Problem requirements: Write the lines below out exactly, dropping each picture.

Data for this exercise:
· · · · ·

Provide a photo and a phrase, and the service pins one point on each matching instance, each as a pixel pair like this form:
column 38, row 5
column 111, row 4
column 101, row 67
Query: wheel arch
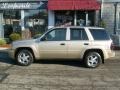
column 95, row 50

· · · · ·

Finished exercise:
Provide a photo and a phrase, and the service pins one point on each matching instance, each as a pixel pair like this form:
column 38, row 5
column 111, row 4
column 101, row 67
Query: wheel arch
column 95, row 50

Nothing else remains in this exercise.